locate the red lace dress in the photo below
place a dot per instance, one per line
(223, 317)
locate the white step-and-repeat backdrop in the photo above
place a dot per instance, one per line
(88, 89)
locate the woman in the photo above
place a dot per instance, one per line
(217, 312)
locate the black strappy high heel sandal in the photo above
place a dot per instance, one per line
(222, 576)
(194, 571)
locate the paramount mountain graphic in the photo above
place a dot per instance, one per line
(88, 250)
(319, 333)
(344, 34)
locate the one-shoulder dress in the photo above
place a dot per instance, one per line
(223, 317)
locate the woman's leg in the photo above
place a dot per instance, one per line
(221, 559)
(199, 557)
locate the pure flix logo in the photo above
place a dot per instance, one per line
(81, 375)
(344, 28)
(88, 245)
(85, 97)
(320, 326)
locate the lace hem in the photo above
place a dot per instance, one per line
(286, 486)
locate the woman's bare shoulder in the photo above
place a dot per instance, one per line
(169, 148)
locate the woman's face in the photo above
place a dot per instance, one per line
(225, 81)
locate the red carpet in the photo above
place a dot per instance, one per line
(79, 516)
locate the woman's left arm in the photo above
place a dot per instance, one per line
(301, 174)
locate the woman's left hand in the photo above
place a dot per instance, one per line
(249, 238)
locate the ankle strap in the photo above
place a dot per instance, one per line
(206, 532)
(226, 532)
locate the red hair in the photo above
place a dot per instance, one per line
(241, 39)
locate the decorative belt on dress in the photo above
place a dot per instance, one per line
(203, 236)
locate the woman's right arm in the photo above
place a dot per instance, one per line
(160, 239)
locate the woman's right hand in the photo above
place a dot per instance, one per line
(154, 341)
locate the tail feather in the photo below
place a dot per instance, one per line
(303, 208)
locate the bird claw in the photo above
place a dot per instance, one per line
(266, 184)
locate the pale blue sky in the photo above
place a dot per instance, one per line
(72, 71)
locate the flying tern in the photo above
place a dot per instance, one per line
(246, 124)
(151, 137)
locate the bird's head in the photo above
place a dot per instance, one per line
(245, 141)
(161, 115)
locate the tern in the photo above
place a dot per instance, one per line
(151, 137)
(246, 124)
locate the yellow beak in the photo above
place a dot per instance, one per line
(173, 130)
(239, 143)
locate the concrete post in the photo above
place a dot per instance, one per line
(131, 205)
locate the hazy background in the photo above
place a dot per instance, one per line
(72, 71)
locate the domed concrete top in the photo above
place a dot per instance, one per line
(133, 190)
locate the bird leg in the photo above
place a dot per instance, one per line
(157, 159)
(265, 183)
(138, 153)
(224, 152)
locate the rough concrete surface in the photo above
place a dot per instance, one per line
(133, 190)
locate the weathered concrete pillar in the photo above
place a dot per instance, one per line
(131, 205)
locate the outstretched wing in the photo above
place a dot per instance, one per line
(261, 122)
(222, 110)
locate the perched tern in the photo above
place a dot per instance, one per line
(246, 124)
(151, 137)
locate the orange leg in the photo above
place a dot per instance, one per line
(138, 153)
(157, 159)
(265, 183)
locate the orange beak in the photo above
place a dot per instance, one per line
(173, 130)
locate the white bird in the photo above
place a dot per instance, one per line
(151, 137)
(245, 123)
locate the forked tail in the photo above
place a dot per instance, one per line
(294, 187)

## [Task details]
All lines from the beginning of the entries through the line marked "locate the paramount" are to be output exactly; nothing else belongs in the answer.

## [Solution to the exercise]
locate the red lace dress in the photo below
place a dot per instance, one per line
(223, 317)
locate the white step-and-repeat backdrop in the photo above
place a dot per instance, one per line
(88, 89)
locate the woman in the photo above
place a dot per instance, one per line
(217, 312)
locate the black strappy high heel sandal in the photo above
place a dot per instance, one per line
(222, 576)
(194, 571)
locate the paramount mountain graphic in the photo above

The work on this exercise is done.